Exercise brief: Rewrite the data below, replacing every occurrence of "dot" with "marker" and keeping everything else unchanged. Leave the pictures out.

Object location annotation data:

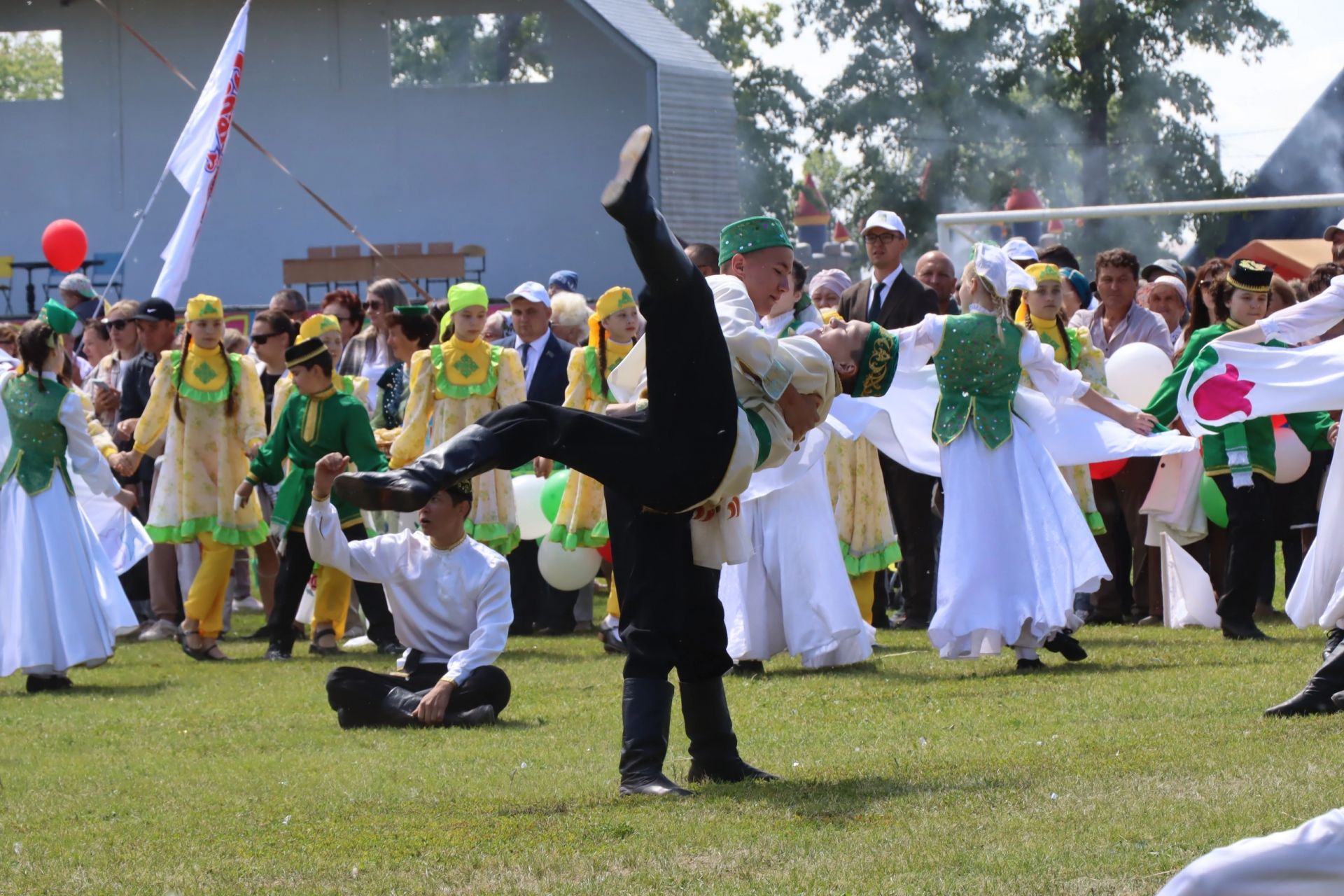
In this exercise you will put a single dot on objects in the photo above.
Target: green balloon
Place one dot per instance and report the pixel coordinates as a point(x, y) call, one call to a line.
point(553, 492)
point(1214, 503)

Answer:
In this exercise you will put a single marker on objects in the photo above.
Target: green balloon
Place one marker per instance and report the pixel coordinates as a point(x, y) call, one call to a line.
point(553, 492)
point(1214, 503)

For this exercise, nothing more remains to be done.